━━ Selected text

The settlement closes an embarrassing chapter for Union County, which was beset with criticism from the state for the poor conditions in which it kept juveniles in the months leading up to Sinclair’s death.
The county was under increased state scrutiny for running a sub-standard facility despite more than two years of warnings to improve conditions. The county ignored various state directives to stop overcrowding. Three youths were often jammed into a single cell, and were locked down for 18 to 20 hours at a time. At various points, there were as many as 70 youths in the facility, even though it was built for half that number.
Sinclair’s suicide occurred without the notice of any of the guards who were supposed to be watching him. He was locked and isolated in his cell, allowed out only to speak to his mother and participate in a court hearing.
It was Sinclair’s roommates, not the guards, who found him.
Sinclair’s death brought changes, many forced on Union County by the state Juvenile Justice Commission - which oversees juvenile detention centers.

━━━━

Short problem 1: According to the news excerpt about Union County, how many youths were often jammed into a single cell?
The news excerpt and the entries are unrelated material.

━━ Provided data

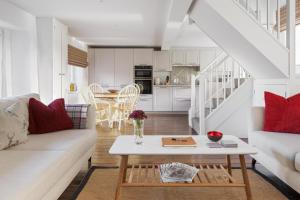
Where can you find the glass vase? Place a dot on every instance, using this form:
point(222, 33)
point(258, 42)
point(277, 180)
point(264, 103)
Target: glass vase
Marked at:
point(138, 130)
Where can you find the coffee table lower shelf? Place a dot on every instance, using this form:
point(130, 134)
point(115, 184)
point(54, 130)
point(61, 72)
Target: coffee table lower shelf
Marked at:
point(210, 175)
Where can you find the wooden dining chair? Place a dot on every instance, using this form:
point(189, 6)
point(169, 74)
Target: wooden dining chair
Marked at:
point(103, 108)
point(97, 88)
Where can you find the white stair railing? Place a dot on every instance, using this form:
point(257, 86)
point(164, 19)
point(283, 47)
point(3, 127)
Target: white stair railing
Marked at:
point(215, 84)
point(266, 13)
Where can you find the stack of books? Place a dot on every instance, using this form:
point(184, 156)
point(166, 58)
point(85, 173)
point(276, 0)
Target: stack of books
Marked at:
point(223, 144)
point(177, 172)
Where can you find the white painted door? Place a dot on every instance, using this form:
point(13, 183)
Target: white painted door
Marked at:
point(162, 98)
point(143, 56)
point(105, 67)
point(123, 67)
point(178, 57)
point(162, 61)
point(192, 57)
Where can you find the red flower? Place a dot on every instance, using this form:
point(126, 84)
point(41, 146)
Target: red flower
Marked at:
point(138, 114)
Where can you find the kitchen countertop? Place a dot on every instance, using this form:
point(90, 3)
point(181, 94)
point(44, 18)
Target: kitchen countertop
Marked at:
point(171, 85)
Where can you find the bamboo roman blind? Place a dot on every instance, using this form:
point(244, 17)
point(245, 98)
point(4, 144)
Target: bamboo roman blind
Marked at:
point(283, 16)
point(77, 57)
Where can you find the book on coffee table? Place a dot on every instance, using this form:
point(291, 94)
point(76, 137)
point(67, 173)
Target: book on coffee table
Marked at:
point(178, 142)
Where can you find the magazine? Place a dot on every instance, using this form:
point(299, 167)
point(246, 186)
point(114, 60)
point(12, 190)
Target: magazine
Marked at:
point(177, 172)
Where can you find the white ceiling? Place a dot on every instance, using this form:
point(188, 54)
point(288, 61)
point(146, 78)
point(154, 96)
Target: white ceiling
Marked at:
point(108, 22)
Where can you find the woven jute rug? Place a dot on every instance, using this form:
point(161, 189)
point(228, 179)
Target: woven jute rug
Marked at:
point(101, 185)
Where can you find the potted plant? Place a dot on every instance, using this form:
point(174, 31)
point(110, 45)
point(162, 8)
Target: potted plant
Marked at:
point(138, 117)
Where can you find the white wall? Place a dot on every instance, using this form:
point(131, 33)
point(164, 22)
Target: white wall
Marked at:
point(78, 75)
point(23, 47)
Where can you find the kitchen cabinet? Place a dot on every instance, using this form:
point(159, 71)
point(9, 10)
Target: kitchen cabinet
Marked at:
point(207, 56)
point(145, 103)
point(162, 98)
point(123, 67)
point(162, 61)
point(178, 57)
point(52, 41)
point(181, 98)
point(278, 87)
point(104, 67)
point(143, 57)
point(192, 57)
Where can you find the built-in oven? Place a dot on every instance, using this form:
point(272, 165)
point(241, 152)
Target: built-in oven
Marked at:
point(143, 77)
point(142, 72)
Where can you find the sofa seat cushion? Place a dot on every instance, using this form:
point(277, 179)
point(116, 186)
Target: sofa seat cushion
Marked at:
point(282, 146)
point(297, 162)
point(30, 170)
point(31, 174)
point(76, 140)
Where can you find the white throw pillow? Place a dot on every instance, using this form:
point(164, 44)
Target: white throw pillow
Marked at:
point(13, 126)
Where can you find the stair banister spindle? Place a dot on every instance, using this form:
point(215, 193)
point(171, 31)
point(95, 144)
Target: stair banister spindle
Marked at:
point(217, 85)
point(223, 82)
point(278, 19)
point(257, 10)
point(268, 15)
point(210, 90)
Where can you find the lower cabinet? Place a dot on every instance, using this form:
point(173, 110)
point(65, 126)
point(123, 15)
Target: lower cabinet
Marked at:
point(162, 98)
point(145, 103)
point(181, 98)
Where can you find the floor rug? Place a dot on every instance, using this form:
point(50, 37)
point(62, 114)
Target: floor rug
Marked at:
point(101, 183)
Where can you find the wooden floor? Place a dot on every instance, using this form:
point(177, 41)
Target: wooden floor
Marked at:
point(154, 125)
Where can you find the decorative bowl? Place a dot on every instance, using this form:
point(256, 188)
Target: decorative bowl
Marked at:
point(214, 136)
point(113, 91)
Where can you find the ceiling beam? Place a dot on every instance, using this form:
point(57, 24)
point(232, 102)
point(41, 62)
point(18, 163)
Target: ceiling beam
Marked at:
point(176, 21)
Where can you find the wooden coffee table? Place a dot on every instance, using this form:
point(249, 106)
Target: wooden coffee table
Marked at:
point(209, 175)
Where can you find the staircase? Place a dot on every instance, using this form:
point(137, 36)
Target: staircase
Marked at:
point(217, 92)
point(249, 31)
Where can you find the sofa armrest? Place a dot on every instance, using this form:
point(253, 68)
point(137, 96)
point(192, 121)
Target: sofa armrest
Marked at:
point(257, 116)
point(91, 117)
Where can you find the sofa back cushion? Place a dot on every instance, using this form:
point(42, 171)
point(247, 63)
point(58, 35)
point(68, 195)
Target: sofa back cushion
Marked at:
point(45, 119)
point(13, 125)
point(281, 114)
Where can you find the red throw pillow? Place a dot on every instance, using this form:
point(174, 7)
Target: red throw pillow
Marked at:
point(45, 119)
point(281, 114)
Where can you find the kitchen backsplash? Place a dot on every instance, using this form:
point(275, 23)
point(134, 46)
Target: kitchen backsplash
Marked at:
point(180, 75)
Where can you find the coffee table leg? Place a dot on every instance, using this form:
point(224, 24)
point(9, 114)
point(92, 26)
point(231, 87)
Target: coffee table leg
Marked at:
point(229, 164)
point(122, 175)
point(245, 177)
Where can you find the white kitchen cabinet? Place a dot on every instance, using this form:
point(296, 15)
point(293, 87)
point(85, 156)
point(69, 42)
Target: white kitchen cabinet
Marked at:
point(143, 56)
point(162, 61)
point(192, 57)
point(260, 87)
point(162, 98)
point(145, 103)
point(123, 67)
point(207, 56)
point(104, 67)
point(178, 57)
point(52, 41)
point(181, 98)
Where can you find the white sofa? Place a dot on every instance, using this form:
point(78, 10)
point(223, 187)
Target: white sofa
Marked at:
point(44, 166)
point(278, 152)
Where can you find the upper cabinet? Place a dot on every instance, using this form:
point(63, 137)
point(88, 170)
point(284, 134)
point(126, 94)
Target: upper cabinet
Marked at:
point(185, 57)
point(192, 57)
point(104, 67)
point(207, 56)
point(123, 67)
point(143, 56)
point(162, 61)
point(178, 57)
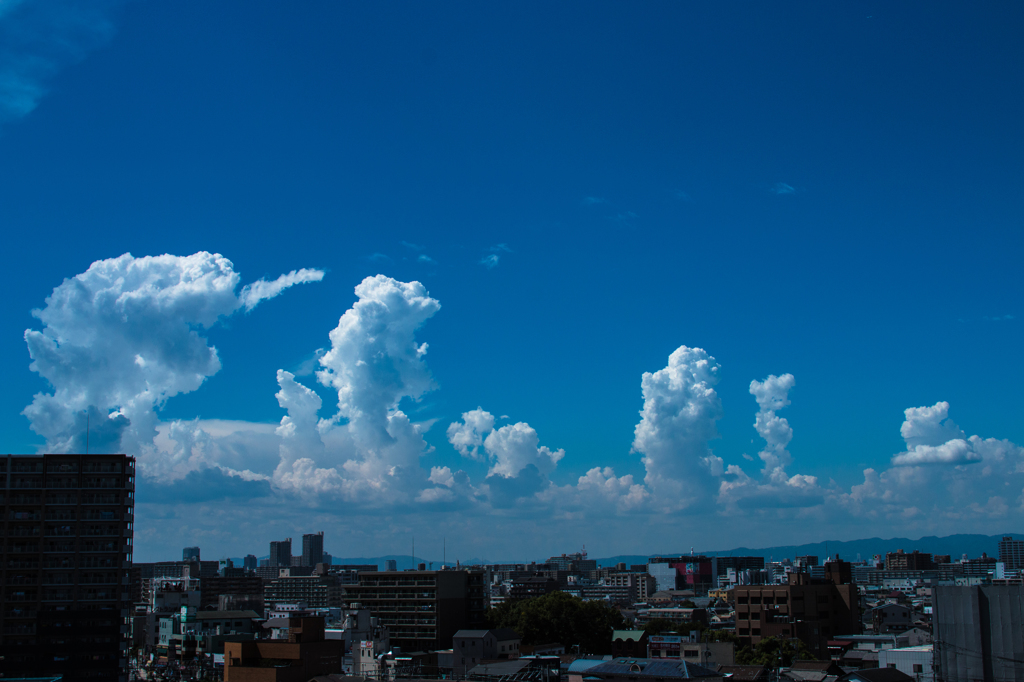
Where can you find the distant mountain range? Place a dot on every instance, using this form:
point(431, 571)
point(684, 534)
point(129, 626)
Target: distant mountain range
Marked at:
point(955, 546)
point(972, 545)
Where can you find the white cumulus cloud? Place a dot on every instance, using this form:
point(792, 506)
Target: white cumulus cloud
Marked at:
point(677, 423)
point(121, 339)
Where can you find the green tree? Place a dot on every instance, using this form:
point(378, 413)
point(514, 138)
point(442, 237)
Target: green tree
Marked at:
point(560, 617)
point(773, 651)
point(657, 626)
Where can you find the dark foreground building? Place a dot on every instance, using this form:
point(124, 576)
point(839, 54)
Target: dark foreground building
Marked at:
point(812, 609)
point(979, 633)
point(65, 562)
point(423, 609)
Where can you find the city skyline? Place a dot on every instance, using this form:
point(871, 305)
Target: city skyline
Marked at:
point(640, 280)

━━━━

Short problem 2: Copy the entries word for word, beginning at their first line and stopping after the line that contains "point(210, 175)". Leave any pictures out of your copy.

Task answer 1: Three youths were often jammed into a single cell.

Task answer 2:
Where can you find the glass vase? Place a dot on every instance, using this form:
point(222, 33)
point(258, 42)
point(277, 180)
point(264, 103)
Target: glass vase
Marked at:
point(138, 130)
Where can you find the coffee table lower shelf? Place a dot on every instance, using this form:
point(130, 134)
point(115, 184)
point(54, 130)
point(61, 72)
Target: coffee table lower shelf
Marked at:
point(210, 175)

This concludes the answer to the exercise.